# [Your task]
Please repeat the rows starting with the line that contains "the guitar bridge?" and ending with the last row, swapping "even-odd rule" for "nonzero winding rule" and leaving everything else unchanged.

# [Provided records]
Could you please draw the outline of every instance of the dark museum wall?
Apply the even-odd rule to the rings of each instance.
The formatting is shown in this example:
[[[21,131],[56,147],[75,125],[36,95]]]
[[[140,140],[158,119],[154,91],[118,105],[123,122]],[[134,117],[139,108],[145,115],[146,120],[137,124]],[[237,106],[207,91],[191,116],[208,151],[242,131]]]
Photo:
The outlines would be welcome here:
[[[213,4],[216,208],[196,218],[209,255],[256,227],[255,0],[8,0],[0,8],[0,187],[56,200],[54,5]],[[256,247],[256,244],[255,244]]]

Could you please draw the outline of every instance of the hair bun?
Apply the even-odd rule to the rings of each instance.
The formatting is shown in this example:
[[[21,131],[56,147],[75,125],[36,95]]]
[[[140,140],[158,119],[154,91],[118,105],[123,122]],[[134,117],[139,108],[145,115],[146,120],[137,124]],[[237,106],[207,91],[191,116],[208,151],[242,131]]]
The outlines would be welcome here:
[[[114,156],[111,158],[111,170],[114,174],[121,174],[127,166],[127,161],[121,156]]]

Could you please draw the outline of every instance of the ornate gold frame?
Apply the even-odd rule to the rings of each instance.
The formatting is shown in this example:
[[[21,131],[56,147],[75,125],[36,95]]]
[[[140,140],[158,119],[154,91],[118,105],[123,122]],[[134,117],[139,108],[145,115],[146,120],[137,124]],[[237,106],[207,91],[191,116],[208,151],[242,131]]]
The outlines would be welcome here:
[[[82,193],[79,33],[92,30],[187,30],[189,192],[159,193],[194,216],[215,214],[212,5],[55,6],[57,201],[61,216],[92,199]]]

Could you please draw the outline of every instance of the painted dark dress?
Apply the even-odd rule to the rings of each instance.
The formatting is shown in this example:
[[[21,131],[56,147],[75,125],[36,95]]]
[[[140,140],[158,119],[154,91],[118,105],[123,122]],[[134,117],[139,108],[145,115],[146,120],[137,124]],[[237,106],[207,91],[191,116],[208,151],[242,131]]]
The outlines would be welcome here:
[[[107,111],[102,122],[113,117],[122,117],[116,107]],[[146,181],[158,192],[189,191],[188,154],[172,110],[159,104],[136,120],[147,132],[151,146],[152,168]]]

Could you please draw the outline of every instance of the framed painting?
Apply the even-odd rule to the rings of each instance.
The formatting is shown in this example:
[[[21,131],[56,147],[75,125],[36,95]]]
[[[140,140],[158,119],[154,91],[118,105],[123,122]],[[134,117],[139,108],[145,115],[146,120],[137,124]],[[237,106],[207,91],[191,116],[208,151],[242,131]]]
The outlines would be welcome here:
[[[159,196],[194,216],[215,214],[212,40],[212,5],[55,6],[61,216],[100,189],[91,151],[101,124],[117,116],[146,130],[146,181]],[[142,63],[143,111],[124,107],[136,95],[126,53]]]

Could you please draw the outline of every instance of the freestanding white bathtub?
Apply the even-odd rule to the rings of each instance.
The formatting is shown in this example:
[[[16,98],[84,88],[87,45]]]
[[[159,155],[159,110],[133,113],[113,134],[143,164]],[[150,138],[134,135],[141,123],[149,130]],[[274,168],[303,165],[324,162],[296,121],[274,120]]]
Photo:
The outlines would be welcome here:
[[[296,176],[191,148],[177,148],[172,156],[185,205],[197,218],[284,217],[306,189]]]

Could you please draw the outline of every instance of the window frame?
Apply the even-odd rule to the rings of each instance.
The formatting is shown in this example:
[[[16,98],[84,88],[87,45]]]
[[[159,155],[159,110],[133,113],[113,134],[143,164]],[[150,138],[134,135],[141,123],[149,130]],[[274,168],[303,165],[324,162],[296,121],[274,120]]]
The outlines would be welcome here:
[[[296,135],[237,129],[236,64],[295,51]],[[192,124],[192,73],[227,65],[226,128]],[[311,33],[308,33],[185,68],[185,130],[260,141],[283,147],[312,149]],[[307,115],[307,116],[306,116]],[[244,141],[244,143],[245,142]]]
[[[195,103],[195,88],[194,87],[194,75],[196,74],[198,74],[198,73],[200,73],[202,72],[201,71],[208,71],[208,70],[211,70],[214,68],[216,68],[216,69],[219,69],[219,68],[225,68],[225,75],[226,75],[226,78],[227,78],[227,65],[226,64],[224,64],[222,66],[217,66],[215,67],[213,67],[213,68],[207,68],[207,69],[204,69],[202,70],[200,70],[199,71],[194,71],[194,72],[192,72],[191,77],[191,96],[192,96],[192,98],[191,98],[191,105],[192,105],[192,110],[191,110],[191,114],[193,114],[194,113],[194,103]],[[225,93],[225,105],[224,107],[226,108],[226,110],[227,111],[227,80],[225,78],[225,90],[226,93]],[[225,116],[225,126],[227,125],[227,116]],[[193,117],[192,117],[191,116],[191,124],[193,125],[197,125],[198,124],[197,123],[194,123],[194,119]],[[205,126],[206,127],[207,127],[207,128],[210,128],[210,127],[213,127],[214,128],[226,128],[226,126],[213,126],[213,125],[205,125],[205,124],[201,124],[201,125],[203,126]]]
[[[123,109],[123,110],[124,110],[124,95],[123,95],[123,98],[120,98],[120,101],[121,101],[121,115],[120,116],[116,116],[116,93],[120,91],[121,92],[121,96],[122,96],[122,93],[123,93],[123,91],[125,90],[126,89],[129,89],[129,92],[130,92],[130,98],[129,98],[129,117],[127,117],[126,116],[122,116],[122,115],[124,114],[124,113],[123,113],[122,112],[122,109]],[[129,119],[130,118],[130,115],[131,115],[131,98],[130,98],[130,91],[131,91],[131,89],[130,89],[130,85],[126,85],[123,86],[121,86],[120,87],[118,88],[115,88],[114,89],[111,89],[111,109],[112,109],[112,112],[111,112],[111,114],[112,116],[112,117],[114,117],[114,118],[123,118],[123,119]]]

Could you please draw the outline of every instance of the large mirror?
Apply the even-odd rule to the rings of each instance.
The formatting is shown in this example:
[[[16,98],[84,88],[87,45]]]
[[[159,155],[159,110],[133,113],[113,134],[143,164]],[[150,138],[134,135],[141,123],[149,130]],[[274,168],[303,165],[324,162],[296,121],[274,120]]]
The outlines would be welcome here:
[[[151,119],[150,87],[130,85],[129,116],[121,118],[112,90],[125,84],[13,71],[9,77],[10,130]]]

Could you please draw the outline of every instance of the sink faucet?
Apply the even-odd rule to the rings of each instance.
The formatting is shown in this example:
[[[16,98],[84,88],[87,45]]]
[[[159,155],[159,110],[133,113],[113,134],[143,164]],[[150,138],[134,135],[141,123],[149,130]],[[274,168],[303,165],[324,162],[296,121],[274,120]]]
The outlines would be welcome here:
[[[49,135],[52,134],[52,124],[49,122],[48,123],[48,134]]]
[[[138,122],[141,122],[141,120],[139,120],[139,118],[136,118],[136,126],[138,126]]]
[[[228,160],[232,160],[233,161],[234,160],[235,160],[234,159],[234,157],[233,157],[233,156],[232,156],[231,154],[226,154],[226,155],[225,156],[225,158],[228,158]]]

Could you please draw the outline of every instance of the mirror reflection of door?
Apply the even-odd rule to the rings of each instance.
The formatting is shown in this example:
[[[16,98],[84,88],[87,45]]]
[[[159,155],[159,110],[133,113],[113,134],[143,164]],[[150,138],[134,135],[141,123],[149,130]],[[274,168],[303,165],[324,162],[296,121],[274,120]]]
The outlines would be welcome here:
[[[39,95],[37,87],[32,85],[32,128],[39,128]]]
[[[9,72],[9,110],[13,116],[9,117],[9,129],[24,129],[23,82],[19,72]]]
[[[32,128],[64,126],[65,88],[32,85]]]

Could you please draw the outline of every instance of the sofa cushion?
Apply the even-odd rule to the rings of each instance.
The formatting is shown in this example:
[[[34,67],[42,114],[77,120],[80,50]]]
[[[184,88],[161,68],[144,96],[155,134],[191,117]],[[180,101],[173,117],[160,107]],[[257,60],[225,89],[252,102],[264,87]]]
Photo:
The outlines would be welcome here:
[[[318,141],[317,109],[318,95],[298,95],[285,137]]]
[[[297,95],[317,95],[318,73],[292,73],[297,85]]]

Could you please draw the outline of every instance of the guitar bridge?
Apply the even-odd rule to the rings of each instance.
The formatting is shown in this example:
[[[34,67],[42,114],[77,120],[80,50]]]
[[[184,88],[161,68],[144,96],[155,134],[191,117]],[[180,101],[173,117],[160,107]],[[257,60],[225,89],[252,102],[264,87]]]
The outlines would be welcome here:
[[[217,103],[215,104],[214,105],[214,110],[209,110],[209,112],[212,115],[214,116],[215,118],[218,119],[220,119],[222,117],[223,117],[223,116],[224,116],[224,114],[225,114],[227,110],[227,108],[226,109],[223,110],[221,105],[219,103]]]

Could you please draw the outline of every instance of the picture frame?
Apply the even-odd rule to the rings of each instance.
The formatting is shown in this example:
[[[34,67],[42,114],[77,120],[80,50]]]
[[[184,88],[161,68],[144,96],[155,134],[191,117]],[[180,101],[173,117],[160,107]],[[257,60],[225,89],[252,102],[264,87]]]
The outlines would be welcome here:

# [Full output]
Could you please draw the outline of every instance of the guitar bridge?
Apply the nonzero winding rule to the rings of each instance.
The formatting is shown in this example:
[[[34,67],[42,114],[77,120],[80,50]]]
[[[184,88],[161,68],[144,96],[155,134],[191,117]],[[180,101],[173,117],[160,107]],[[257,60],[225,89],[252,102],[264,87]]]
The outlines would be welcome here:
[[[217,103],[215,104],[214,105],[214,110],[209,110],[209,112],[212,115],[214,116],[215,118],[218,119],[220,119],[222,117],[223,117],[223,116],[224,116],[224,114],[225,114],[227,110],[227,108],[226,109],[223,110],[221,105],[219,103]]]

Could you please draw the outline of every instance of the picture frame?
Apply the nonzero winding rule to the rings of each instance.
The formatting is shown in this example:
[[[34,67],[42,114],[77,120],[80,50]]]
[[[184,88],[161,68],[144,96],[155,134],[191,117]],[[180,101],[173,117],[160,107]],[[257,60],[225,89],[252,102],[264,87]]]
The outlines would be welcome here:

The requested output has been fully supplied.